Lorsque j’ai lu, via le site de Sandro Magister, les récentes directives (15 octobre 2012) du cardinal Bertone sur le port obligatoire de la soutane dans les bureaux de la Curie romaine et dans les cérémonies en présence du pape je suis resté perplexe. D’autant plus que ces directives viennent en fait du pape lui-même. Les arguments sont au nombre de trois mais l’utilité d’un habit distinctif en vue du témoignage de sa foi n’est pas signalée :
 
-       La soutane aide à affirmer l’identité du prêtre ou de l’évêque
-       Le port de la soutane est un exemple visant à encourager ceux qui ne la portent pas régulièrement dans le monde à la porter
-       Le port obligatoire de la soutane en présence du pape répond à une uniformité nécessaire.
 
Il est regrettable de donner au port de l’habit, soutane ou clergyman, une telle importance dans la conscience que le prêtre a de son identité et de sa mission. Je connais dans mon diocèse beaucoup de bons prêtres, pleinement dévoués à leur ministère, et qui ne portent aucun habit spécifique, c’est-à-dire un habit civil simple avec souvent une croix. L’identité du prêtre vient de la grâce de Dieu conférée par le sacrement de l’ordre. Et sa fidélité à cette grâce ne tient pas à un bout de tissu. Ni Jésus ni les apôtres n’ont porté de soutane. Saint Paul, le premier et le plus grand de tous les évangélisateurs, n’avait pas besoin d’une soutane pour avoir conscience de son identité et de sa mission d’apôtre, et tant d’autres à sa suite.
 
Le cardinal Bertone, et le pape à travers lui, pense que la discipline de la soutane à la Curie romaine convertira les évêques récalcitrants dans le monde qui ne portent pas cet habit de manière régulière mais, dans beaucoup de cas, un simple clergyman. C’est donc une volonté d’uniformisation extérieure. Et la soutane est bien comprise dans cette directive comme un uniforme, un peu à la manière de celui des militaires.

## MATÉRIEL RÉPERTORIÉ
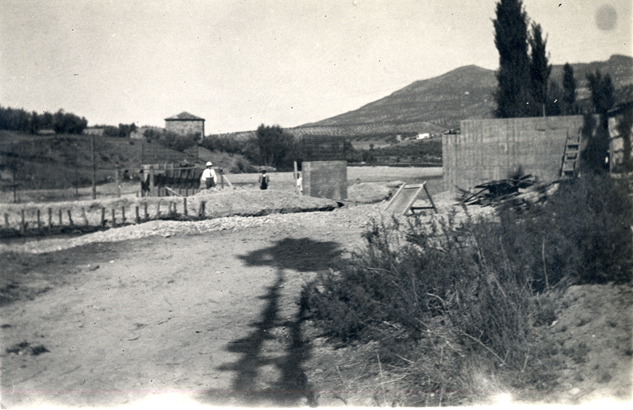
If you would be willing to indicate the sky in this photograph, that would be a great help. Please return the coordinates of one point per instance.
(242, 63)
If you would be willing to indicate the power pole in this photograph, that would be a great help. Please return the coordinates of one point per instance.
(94, 168)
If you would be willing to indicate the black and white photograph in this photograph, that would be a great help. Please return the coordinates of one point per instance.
(316, 203)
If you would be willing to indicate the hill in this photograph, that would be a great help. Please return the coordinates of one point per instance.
(440, 103)
(464, 93)
(65, 161)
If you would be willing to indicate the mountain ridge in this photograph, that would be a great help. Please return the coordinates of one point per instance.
(439, 103)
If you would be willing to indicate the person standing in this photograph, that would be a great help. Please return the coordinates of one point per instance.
(263, 180)
(208, 177)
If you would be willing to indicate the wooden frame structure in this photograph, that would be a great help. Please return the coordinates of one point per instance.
(405, 197)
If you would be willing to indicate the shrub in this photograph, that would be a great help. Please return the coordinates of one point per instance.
(484, 285)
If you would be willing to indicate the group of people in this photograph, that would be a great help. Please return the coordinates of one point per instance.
(208, 178)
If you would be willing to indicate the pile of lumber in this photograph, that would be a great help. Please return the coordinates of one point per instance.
(498, 191)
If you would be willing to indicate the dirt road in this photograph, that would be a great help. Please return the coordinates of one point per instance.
(208, 319)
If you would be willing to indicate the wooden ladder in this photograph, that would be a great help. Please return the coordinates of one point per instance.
(571, 157)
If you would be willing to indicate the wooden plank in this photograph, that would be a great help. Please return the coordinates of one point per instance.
(403, 199)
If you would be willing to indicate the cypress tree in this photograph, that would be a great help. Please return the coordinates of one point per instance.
(569, 90)
(540, 70)
(511, 39)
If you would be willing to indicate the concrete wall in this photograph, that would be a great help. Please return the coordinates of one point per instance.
(325, 179)
(186, 127)
(493, 149)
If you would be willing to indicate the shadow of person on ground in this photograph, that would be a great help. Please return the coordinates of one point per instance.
(292, 386)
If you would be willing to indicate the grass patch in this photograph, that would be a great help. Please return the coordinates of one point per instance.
(453, 305)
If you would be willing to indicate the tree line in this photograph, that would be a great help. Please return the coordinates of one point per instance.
(17, 119)
(525, 89)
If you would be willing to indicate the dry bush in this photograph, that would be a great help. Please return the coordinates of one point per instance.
(450, 300)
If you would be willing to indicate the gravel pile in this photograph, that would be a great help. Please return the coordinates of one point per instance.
(355, 218)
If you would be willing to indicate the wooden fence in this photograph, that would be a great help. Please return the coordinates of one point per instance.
(75, 218)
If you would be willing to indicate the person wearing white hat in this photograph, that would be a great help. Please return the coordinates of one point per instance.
(208, 177)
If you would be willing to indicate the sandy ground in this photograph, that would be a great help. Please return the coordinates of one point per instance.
(209, 315)
(205, 317)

## CONSIGNES DE L'EXERCICE
- 1) D'après l'extrait sur la soutane, de quand datent les directives du cardinal Bertone ?
- 2) Restituez mot pour mot, s'il vous plaît, le passage de l'extrait sur la soutane qui va de « Le cardinal Bertone, et » jusqu'à « celui des militaires. ».
On peut se passer du matériel pour cet exercice.

## RÉPONSES COMPLÈTES
- 1) Du 15 octobre 2012.

- 2)
Le cardinal Bertone, et le pape à travers lui, pense que la discipline de la soutane à la Curie romaine convertira les évêques récalcitrants dans le monde qui ne portent pas cet habit de manière régulière mais, dans beaucoup de cas, un simple clergyman. C’est donc une volonté d’uniformisation extérieure. Et la soutane est bien comprise dans cette directive comme un uniforme, un peu à la manière de celui des militaires.